Exercise prompt => Return every record exactly as it appears. Leave nothing out.

=== Data shown ===

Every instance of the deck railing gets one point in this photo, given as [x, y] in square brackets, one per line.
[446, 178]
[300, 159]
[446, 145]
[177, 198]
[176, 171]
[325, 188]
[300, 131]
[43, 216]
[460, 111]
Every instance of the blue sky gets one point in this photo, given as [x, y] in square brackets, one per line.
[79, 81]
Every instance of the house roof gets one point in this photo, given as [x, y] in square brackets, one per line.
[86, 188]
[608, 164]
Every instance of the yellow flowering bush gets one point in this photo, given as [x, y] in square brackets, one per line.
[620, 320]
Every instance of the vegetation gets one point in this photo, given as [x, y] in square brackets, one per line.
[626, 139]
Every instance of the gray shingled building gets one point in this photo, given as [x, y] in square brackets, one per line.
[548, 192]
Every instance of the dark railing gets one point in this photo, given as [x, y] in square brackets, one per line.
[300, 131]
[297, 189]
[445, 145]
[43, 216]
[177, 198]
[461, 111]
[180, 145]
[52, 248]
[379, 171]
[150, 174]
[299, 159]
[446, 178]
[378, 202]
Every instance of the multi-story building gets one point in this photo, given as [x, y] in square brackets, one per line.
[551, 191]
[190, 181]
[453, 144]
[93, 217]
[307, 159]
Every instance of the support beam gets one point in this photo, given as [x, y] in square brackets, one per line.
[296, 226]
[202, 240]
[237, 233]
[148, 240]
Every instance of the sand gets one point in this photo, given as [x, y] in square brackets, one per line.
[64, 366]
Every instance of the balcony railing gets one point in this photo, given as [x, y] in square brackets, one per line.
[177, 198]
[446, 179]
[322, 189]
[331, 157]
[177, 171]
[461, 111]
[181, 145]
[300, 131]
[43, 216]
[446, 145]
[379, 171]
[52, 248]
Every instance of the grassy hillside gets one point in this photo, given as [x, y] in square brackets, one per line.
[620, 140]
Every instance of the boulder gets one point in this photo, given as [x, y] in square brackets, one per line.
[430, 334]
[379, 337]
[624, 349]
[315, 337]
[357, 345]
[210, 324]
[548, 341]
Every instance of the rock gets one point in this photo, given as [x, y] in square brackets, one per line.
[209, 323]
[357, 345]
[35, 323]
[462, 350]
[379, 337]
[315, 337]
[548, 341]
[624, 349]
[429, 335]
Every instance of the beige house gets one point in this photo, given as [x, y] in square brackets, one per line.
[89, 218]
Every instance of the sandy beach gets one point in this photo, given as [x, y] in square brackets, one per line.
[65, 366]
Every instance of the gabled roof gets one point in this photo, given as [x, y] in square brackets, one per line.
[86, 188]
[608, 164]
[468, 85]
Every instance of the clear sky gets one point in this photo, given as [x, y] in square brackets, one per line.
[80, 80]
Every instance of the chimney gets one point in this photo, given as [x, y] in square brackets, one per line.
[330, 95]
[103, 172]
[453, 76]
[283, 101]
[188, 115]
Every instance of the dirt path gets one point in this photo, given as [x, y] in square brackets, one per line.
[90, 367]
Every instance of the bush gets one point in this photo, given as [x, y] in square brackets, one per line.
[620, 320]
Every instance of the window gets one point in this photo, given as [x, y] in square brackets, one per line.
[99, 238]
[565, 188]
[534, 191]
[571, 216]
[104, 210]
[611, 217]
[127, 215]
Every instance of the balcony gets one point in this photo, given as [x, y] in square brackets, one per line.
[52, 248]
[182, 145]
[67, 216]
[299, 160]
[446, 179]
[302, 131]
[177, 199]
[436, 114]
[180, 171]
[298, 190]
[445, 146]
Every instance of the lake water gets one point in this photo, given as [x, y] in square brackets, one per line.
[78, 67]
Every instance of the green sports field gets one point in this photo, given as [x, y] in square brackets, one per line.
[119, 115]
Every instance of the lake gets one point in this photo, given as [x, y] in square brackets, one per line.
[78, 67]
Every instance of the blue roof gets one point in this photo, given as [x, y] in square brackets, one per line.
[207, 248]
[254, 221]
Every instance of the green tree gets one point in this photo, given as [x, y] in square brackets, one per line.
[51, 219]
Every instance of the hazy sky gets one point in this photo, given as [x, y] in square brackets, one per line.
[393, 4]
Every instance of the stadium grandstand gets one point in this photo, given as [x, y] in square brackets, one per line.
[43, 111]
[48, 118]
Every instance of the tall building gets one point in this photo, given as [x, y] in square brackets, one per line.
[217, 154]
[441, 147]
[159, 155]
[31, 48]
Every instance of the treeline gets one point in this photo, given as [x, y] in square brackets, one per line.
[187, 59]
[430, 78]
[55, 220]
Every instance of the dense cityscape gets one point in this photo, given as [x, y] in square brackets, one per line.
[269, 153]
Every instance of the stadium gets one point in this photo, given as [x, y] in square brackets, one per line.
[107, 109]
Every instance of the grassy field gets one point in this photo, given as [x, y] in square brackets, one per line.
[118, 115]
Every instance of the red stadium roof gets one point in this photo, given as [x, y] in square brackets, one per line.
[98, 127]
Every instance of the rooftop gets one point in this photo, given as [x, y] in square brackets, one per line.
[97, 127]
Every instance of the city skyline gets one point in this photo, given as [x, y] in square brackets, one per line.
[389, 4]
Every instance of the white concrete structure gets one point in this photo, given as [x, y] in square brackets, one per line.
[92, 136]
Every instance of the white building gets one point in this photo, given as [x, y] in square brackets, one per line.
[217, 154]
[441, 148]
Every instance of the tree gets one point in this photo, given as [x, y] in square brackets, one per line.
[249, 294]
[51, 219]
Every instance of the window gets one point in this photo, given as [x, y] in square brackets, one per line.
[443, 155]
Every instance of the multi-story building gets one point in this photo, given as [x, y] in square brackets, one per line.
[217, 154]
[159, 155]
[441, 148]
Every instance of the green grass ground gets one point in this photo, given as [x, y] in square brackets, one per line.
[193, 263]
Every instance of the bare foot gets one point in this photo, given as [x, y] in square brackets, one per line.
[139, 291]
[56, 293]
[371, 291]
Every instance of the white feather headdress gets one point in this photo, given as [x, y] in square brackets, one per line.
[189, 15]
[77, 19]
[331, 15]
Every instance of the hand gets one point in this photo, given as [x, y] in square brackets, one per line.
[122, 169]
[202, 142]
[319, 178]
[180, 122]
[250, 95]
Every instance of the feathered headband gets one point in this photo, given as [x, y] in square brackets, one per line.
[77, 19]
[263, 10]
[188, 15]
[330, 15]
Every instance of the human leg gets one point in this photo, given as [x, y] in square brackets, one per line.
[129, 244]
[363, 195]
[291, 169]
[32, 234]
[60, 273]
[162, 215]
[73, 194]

===

Answer for the task =>
Every instance of the deck railing gets one point in this photo, given as [x, y] in square brackets, one per line.
[446, 178]
[300, 159]
[446, 145]
[177, 198]
[176, 171]
[325, 188]
[300, 131]
[43, 216]
[460, 111]
Every instance of the blue sky gets one point in this photo, given as [x, y] in square brackets, one per line.
[79, 81]
Every instance of the house roof gets one point in this photo, given as [x, y] in square brackets, one per line.
[86, 188]
[608, 164]
Every instance of the yellow flowering bush gets one point in this photo, given as [x, y] in square brackets, one per line.
[620, 320]
Every instance of the vegetation gets one point in this photo, given as [x, y] in square brackets, one per line.
[626, 139]
Every instance of the gray shingled building gets one point in this photo, given as [x, y] in square brackets, one per line.
[548, 192]
Every instance of the dark railing gets one point in this photo, given as [x, y] in square brackets, one per line.
[300, 131]
[297, 189]
[445, 145]
[43, 216]
[177, 198]
[461, 111]
[180, 145]
[52, 248]
[379, 171]
[150, 174]
[299, 159]
[446, 178]
[378, 202]
Every instance of the multi-story building gets one point in this photo, given as [x, y] in square brackets, one per line.
[551, 191]
[190, 181]
[453, 144]
[93, 217]
[307, 159]
Every instance of the support beam gets one point in this photo, given as [x, y] in square brackets, one per line.
[296, 226]
[202, 240]
[237, 233]
[148, 240]
Every instance of the sand gets one point in this photo, given as [x, y] in square brackets, one per line.
[64, 366]
Every instance of the balcony railing gets one point in this photo, given as [x, y] in square brackets, one per line.
[177, 198]
[446, 179]
[322, 189]
[331, 157]
[177, 171]
[461, 111]
[181, 145]
[300, 131]
[43, 216]
[446, 145]
[379, 171]
[52, 248]
Every instance of the grassy hillside gets one point in this photo, given as [x, y] in square brackets, one per line.
[620, 140]
Every instance of the boulder gets one point in this photo, given as [x, y] in square brackets, one per line.
[430, 334]
[379, 337]
[624, 349]
[315, 337]
[357, 345]
[210, 324]
[548, 341]
Every instance of the rock gets one point in this photo, given as [x, y] in square brackets, one per line.
[209, 323]
[357, 345]
[35, 323]
[462, 350]
[379, 337]
[315, 337]
[548, 341]
[624, 349]
[429, 335]
Every instance of the beige house gets one point in this photo, given as [x, y] in square brackets, one per line.
[89, 218]
Every instance of the sandy beach gets one point in this photo, given as [x, y] in square brackets, one per line.
[65, 366]
Every instance of the gabled roof gets one point in this photo, given as [x, y] in square brackets, one per line.
[86, 188]
[608, 164]
[468, 85]
Every instance of the clear sky gets one point in this photo, given as [x, y] in square brackets, one per line.
[80, 80]
Every instance of the chimney gets one point in this photo, given as [x, y] in square brackets, one per line.
[330, 95]
[103, 172]
[453, 76]
[283, 101]
[188, 115]
Every instance of the dirt path gets one point in this photo, given as [x, y] in square brackets, one per line.
[90, 367]
Every instance of the bush gets one point in this photo, given as [x, y] in square brackets, one per line.
[620, 320]
Every instance of the window gets one point in this photo, given as [x, y] in square brackets, one per line.
[99, 238]
[565, 188]
[534, 191]
[571, 216]
[104, 210]
[611, 217]
[127, 215]
Every instance of the balcony gets one point in this photo, given as [x, y] in square brackets, one per line.
[52, 248]
[182, 145]
[67, 216]
[299, 160]
[446, 179]
[302, 131]
[177, 199]
[436, 114]
[180, 171]
[298, 190]
[445, 146]
Every instance of the lake water gets one point in this photo, given as [x, y] in square brackets, one per line.
[78, 67]
Every instance of the green sports field gets one point in this photo, given as [x, y] in square brackets, one per line.
[119, 115]
Every instance of the lake gets one point in this photo, given as [x, y] in square brackets, one per line.
[78, 67]
Every instance of the blue roof gets one point in this photo, given as [x, y] in square brackets, one per line.
[207, 248]
[254, 221]
Every instance of the green tree gets one point in this photo, given as [x, y] in square brackets, one per line.
[51, 219]
Every instance of the hazy sky gets one point in this photo, given as [x, y] in square brackets, one per line.
[393, 4]
Every instance of the stadium grandstand gets one point in this photo, given as [x, y] in square brackets, one per line.
[43, 111]
[48, 118]
Every instance of the tall building gets one point in this photo, given as [x, y] in square brackets, one per line.
[217, 154]
[441, 147]
[159, 155]
[31, 48]
Every instance of the treeline gets one point in this photo, given as [x, y] in square brackets, one per line.
[187, 59]
[430, 78]
[55, 220]
Every instance of the dense cityscape gets one point in this photo, given as [x, y] in square brackets, one per line.
[269, 153]
Every instance of the stadium gets one point in this photo, given as [x, y] in square brackets, one per line.
[107, 109]
Every instance of the grassy field gets one point in this photo, given as [x, y] in square brackets, one per line.
[118, 115]
Every instance of the red stadium roof gets one point in this photo, given as [x, y] in square brackets, one per line.
[98, 127]
Every instance of the rooftop gets one point in this photo, given as [x, y] in square brackets, one per line.
[97, 127]
Every instance of the city skyline gets one point in this photo, given as [x, y] in square brackets, one per line.
[389, 4]
Every instance of the white concrete structure gets one point in this photo, given as [x, y] in square brackets, one per line.
[92, 136]
Every instance of the white building gets one point in this photo, given as [x, y] in square brackets, one per line.
[217, 154]
[441, 148]
Every instance of the tree gets one point in this photo, given as [x, y] in square brackets, one per line.
[249, 294]
[51, 219]
Every instance of the window gets one point in this photo, given as [x, y] in square brackets, one per line.
[443, 155]
Every instance of the multi-story building gets one point in this photo, given as [x, y] in square brackets, one per line.
[217, 154]
[159, 155]
[441, 148]
Every instance of the green grass ground gets one point in this photo, given as [x, y] in square brackets, one per line.
[193, 263]
Every instance of the bare foot gets one point in this photo, given as [x, y] in square brackets, one per line.
[139, 291]
[56, 293]
[371, 291]
Every instance of the white feather headdress gets one point in this photo, given as [x, y] in square brackets, one per line.
[189, 15]
[77, 19]
[331, 15]
Every instance of the hand gets one point in this photo, given as [x, y] in square brackets, one per line.
[122, 169]
[202, 142]
[319, 178]
[180, 122]
[250, 95]
Every instance of the feathered headband gets one point in this photo, given as [x, y] in square brackets, one per line.
[77, 19]
[263, 10]
[188, 15]
[330, 15]
Every instance of the human leg gets one point in this photo, given as [x, y] in square brackets, one per line.
[129, 244]
[363, 195]
[291, 169]
[32, 234]
[60, 273]
[162, 215]
[73, 194]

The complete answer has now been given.